> **TEXTE D'ÉTUDE**
= = = =

Quelles solutions d’IA avez-vous sélectionnées ?
Nous avons développé nos propres algorithmes pendant 4 ans de R&D.
Nous combinons :
- Vision par ordinateur : Nos caméras captent l’environnement en temps réel.
- Modèles numériques : Les clients nous fournissent des maquettes CAO des pièces à traiter.
- Traitement haute fréquence : Nous analysons les données visuelles à une cadence très élevée pour guider précisément le robot.
Nos algorithmes fonctionnent en local, pour répondre aux contraintes cybersécurité des usines. Nous installons des contrôleurs physiques directement à côté des bras robotisés.
Nous travaillons également sur des innovations liées à l’IA générative.
Quels défis techniques avez-vous rencontrés lors de la mise en place de solutions d’IA ?
Le principal enjeu a été de garantir une fiabilité absolue. Les modèles d’IA classiques, comme ceux basés sur le deep learning, atteignent souvent 95 % de précision, ce qui est insuffisant pour le manufacturing. Les industriels exigent une fiabilité de 99,99 %. Une simple erreur peut stopper toute une chaîne de production et coûter très cher.
Pour relever ce défi, nous avons adopté une approche hybride : nos briques d’IA sont combinées avec des contraintes physiques et déterministes. Cela nous permet d’assurer des résultats rigoureux et fiables, à très haute fréquence.
Un autre défi a été la latence. Pour guider un robot en temps réel, il faut des calculs extrêmement rapides. Nos algorithmes sont optimisés pour fonctionner avec des temps de réponse quasi instantanés. Nous avons aussi élargi progressivement le scope de notre solution : au départ, nous étions limités à certaines tailles. Aujourd’hui, nous travaillons sur des pièces de toutes dimensions, petites ou grandes, tout en maintenant une précision parfaite.
Quels changements positifs avez-vous observés dans la dynamique de votre équipe grâce à l’IA ?
L’intégration de l’IA a permis à notre équipe de gagner en productivité et en efficacité. Nos développeurs utilisent GitHub Copilot pour coder plus vite, tout en se concentrant sur des tâches complexes. L’adoption s’est faite naturellement, grâce à une équipe jeune et curieuse, mais nous avons organisé des sessions d’échange pour partager les bonnes pratiques et encourager l’utilisation des outils.

= = = =

> **BLOC DE DONNÉES**
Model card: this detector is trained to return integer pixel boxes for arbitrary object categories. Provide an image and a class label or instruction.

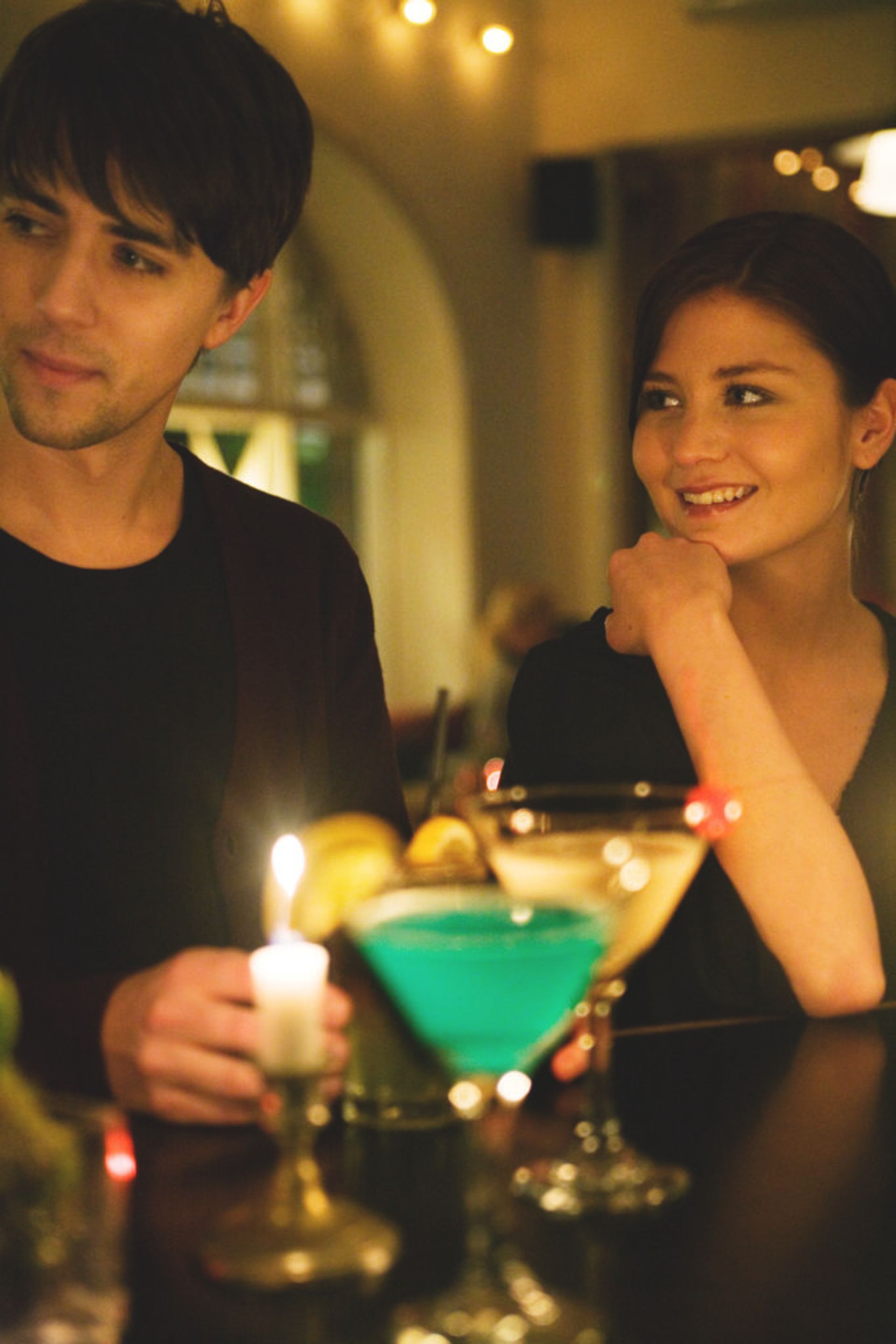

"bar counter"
[12,1006,896,1344]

= = = =

> **CONSIGNE**
Selon le texte d'étude, quel niveau de fiabilité les industriels exigent-ils ?

> **RÉPONSE RÉDIGÉE**
Les industriels exigent une fiabilité de 99,99 %.